**INSTRUCTIONS FOR THE TASK:** In the records below, find the line containing "of the high-rise"; give it again exactly, along with every line that follows, and nothing else.

**DATA SHOWN:**

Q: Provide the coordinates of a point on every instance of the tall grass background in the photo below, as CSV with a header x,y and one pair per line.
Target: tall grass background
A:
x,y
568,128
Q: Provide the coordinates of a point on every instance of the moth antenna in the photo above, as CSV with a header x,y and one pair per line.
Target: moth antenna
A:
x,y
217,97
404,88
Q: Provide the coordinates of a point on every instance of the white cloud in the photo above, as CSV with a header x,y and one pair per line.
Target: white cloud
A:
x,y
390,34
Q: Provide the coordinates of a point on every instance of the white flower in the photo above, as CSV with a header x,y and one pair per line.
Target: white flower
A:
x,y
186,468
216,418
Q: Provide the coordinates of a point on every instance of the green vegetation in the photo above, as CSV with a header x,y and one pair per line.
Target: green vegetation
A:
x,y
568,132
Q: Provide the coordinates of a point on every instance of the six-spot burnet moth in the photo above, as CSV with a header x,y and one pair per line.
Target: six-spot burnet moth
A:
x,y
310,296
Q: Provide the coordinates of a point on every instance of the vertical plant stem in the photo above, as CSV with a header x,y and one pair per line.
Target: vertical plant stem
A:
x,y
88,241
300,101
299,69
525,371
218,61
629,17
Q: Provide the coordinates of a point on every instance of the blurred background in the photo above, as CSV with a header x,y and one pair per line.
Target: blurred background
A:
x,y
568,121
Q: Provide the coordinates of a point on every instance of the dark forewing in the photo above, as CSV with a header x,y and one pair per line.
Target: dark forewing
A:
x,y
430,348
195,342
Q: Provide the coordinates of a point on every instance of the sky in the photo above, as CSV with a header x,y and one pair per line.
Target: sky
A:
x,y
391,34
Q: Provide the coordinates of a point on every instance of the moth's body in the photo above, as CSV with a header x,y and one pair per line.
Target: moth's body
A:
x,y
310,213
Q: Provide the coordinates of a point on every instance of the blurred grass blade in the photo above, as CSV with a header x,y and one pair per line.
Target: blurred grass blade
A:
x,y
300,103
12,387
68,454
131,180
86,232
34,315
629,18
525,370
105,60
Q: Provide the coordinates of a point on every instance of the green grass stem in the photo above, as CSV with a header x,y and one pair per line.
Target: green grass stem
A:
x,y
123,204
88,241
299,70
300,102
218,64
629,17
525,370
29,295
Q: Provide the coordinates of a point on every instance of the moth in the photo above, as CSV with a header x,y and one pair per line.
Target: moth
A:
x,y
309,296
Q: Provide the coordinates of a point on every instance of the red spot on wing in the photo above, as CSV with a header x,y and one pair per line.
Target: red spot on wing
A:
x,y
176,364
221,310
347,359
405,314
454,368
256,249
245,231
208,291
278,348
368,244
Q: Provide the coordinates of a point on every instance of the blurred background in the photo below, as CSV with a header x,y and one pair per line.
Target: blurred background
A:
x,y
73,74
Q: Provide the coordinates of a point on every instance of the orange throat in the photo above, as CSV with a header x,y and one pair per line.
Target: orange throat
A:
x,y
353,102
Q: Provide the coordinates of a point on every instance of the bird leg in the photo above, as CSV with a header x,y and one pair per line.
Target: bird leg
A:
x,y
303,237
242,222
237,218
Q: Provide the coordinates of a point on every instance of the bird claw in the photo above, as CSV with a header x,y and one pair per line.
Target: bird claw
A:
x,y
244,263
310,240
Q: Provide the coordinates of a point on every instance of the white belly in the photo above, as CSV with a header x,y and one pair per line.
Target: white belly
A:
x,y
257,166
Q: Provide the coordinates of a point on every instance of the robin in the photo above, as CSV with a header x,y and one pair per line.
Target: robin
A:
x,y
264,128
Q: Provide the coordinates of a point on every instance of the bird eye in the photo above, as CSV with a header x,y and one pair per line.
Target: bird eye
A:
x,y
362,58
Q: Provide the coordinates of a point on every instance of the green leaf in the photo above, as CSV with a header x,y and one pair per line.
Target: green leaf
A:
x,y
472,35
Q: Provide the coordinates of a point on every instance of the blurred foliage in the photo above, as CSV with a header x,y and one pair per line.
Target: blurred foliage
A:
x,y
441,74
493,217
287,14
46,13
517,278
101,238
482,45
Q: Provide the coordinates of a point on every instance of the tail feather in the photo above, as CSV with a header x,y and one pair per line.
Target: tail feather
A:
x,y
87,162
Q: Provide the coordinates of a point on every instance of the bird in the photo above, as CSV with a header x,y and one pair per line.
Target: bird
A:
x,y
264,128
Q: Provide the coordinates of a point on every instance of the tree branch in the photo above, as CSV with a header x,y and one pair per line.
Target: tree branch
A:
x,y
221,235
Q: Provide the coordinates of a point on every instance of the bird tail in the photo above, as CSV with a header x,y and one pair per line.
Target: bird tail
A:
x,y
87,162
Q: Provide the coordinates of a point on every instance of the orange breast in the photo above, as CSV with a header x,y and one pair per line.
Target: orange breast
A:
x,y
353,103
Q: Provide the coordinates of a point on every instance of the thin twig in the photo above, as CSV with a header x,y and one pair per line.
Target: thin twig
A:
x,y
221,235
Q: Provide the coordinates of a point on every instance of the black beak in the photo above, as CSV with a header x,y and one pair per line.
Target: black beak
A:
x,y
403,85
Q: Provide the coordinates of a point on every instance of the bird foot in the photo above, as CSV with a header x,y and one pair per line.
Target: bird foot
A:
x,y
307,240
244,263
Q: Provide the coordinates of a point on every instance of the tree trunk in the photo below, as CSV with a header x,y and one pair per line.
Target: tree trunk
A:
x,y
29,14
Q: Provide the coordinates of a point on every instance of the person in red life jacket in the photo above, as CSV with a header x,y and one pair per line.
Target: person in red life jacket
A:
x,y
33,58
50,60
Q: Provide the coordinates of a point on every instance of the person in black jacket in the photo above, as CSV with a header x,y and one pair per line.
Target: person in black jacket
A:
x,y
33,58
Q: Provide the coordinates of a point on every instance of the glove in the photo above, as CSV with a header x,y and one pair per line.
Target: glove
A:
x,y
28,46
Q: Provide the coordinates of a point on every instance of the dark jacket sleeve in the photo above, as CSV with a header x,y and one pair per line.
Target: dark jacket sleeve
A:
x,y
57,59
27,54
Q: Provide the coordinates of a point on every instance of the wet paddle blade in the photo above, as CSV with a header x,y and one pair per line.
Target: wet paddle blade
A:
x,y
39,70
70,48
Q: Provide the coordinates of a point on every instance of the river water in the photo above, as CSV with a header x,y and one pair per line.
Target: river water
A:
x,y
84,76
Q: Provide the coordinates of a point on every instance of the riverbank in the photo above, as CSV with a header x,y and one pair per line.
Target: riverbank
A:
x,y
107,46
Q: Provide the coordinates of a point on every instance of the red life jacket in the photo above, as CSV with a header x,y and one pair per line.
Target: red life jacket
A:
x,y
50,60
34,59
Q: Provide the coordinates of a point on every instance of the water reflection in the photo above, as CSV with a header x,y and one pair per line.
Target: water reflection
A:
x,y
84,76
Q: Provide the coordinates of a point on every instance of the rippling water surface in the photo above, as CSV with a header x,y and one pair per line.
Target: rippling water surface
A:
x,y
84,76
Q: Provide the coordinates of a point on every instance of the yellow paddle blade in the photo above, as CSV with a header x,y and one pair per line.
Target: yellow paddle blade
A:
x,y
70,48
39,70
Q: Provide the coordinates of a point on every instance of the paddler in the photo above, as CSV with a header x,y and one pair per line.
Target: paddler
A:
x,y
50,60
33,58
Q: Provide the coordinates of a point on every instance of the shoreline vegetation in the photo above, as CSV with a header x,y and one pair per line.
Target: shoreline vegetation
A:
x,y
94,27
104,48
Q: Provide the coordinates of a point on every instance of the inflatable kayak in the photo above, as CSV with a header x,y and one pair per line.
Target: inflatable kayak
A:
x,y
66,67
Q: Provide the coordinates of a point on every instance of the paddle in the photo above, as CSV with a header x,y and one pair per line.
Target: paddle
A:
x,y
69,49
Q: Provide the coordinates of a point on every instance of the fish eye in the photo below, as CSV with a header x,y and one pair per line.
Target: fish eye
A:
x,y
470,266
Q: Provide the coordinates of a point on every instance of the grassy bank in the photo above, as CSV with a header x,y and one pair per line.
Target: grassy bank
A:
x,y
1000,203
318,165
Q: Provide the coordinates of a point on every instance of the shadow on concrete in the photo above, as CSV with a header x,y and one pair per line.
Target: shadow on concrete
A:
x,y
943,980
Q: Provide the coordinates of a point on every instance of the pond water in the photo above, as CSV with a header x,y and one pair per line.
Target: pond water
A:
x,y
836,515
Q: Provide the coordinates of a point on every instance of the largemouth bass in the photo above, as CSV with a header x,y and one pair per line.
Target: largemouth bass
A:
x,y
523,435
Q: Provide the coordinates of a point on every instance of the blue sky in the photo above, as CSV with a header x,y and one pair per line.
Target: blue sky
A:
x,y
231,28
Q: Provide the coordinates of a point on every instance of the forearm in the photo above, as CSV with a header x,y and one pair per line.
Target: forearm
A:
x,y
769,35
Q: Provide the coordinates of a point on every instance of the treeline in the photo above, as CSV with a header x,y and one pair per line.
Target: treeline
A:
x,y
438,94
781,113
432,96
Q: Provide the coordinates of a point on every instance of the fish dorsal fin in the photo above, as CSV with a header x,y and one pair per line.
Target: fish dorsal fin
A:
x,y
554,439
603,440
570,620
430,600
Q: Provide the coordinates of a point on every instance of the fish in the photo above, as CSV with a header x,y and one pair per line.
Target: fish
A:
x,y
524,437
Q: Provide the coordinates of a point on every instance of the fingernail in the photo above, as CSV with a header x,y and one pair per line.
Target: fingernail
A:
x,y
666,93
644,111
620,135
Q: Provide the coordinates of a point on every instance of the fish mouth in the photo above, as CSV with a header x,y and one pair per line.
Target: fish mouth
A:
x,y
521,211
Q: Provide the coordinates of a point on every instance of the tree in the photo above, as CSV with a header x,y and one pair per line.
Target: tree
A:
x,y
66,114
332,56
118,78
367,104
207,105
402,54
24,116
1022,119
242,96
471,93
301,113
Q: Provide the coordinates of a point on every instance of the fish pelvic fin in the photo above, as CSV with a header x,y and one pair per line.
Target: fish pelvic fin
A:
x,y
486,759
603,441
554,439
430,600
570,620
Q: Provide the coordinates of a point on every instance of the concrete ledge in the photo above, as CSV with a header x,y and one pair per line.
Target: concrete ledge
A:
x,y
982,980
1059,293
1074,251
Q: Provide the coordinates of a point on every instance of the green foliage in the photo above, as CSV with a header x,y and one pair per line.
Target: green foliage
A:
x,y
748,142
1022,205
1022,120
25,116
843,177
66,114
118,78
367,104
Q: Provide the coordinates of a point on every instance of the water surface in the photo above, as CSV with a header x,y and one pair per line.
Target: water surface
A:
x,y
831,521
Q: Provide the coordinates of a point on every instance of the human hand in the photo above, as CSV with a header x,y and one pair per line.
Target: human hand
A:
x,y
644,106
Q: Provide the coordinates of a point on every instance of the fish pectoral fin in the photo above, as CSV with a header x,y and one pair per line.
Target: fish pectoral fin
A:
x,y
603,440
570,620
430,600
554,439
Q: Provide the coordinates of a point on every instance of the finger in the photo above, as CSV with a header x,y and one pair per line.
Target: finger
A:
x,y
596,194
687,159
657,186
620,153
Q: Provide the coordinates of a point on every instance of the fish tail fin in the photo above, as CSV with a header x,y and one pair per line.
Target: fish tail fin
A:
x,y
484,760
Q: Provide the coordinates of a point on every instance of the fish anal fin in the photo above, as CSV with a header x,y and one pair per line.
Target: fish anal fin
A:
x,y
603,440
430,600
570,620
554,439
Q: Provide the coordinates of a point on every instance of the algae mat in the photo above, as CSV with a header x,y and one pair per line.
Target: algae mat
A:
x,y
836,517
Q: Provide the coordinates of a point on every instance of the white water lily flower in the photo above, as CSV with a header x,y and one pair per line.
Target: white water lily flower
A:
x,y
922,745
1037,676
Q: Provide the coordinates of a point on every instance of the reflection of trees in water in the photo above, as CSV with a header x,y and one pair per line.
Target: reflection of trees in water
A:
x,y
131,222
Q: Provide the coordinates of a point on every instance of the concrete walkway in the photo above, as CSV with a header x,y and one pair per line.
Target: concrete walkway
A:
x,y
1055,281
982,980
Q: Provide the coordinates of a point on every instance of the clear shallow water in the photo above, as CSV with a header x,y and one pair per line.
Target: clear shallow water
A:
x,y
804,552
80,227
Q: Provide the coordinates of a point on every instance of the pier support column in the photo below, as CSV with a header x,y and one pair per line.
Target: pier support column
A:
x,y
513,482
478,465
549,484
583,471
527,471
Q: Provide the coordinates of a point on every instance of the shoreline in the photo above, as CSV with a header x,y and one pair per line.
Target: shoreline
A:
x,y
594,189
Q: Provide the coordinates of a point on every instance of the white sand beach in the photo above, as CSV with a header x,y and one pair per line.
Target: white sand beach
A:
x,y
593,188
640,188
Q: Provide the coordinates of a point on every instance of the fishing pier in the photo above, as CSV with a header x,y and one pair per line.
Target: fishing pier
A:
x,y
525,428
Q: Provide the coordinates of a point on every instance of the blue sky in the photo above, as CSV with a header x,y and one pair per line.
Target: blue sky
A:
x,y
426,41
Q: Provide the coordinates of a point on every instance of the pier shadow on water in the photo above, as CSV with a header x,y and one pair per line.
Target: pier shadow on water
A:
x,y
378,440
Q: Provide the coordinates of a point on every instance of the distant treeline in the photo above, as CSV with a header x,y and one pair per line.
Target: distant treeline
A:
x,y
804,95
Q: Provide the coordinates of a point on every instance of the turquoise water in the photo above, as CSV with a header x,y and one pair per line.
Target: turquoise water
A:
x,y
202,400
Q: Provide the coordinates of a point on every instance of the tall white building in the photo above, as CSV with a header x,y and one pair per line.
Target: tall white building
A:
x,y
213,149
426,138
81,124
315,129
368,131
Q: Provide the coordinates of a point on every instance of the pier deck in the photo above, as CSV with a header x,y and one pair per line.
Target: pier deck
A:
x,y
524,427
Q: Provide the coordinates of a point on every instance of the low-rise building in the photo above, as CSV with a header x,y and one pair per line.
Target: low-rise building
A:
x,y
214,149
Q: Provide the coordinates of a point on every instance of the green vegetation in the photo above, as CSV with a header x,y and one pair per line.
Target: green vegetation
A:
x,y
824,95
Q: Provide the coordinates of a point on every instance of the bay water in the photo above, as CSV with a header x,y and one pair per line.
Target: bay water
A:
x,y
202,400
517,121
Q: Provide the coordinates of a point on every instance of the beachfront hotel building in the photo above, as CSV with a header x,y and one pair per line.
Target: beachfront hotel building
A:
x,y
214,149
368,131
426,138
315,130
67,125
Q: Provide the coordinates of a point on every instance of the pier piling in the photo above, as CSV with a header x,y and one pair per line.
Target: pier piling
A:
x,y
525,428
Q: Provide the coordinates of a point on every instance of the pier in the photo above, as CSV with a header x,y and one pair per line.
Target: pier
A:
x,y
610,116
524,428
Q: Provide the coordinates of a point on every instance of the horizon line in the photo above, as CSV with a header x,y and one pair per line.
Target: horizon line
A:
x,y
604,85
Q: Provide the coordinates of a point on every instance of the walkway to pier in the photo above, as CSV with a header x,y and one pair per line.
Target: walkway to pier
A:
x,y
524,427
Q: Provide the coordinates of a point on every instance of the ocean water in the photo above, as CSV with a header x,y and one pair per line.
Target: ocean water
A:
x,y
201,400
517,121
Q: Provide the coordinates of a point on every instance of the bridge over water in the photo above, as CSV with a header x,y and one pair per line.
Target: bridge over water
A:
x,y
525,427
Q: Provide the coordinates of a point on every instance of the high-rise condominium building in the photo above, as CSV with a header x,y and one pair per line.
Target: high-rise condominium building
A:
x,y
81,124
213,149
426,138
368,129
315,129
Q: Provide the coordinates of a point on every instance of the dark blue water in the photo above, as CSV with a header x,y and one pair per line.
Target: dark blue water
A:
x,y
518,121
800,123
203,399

**SOLUTION:**
Q: Provide the coordinates of a point on every instance of the high-rise condominium building in the photo above, as CSV with a header x,y and one pair per line.
Target: high-rise condominium building
A:
x,y
81,124
213,149
426,138
368,129
315,129
Q: Provide the coordinates of a point on every instance of the dark blue water in the photo above, as CSV with a header x,y and one pair per line.
Target: dark blue water
A:
x,y
518,121
800,123
203,399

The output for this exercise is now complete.